- [WHAT YOU HAVE TO DO]:
Give the lines again exactly as they appear, beginning at the one with "Target: bird's body" and ending at the last line of the records.

(PROVIDED INFORMATION)

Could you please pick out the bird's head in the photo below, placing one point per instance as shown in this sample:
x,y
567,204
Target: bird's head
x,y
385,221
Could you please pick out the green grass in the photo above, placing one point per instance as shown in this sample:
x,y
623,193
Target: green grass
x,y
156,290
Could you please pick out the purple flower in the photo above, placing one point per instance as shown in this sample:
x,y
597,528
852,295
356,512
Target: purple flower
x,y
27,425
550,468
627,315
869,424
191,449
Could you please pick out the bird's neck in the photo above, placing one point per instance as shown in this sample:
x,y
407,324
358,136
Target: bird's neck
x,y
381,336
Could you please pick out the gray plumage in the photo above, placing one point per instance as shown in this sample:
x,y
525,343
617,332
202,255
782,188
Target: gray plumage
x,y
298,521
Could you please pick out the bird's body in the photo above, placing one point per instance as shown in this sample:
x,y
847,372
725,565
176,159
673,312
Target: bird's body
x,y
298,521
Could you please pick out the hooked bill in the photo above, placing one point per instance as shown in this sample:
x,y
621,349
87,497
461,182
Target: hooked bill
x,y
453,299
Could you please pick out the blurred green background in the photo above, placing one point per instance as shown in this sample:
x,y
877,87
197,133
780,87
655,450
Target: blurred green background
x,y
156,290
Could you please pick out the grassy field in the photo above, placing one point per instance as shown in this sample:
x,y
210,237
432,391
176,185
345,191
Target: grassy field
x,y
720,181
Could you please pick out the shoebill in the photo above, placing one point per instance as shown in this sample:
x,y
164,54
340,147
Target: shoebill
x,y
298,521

(End PROVIDED INFORMATION)

- [RESULT]:
Target: bird's body
x,y
298,521
Could you please pick out the hooked bill in the photo above, placing one point per instance as shown in this sample:
x,y
621,349
87,497
461,182
Target: hooked bill
x,y
453,299
Could you please pick out the blurred green background in the photo above, placing one point per instance as shown in this sample:
x,y
877,87
197,133
780,87
655,450
Target: blurred green background
x,y
156,290
Could you please pick out the grassy field in the photo above, placing one point per instance as shown in this sample:
x,y
210,237
432,391
176,185
345,191
Target: grassy field
x,y
720,181
Could you please pick out the shoebill in the photo above, placing one point per instance as shown in this sample:
x,y
164,54
340,147
Target: shoebill
x,y
298,521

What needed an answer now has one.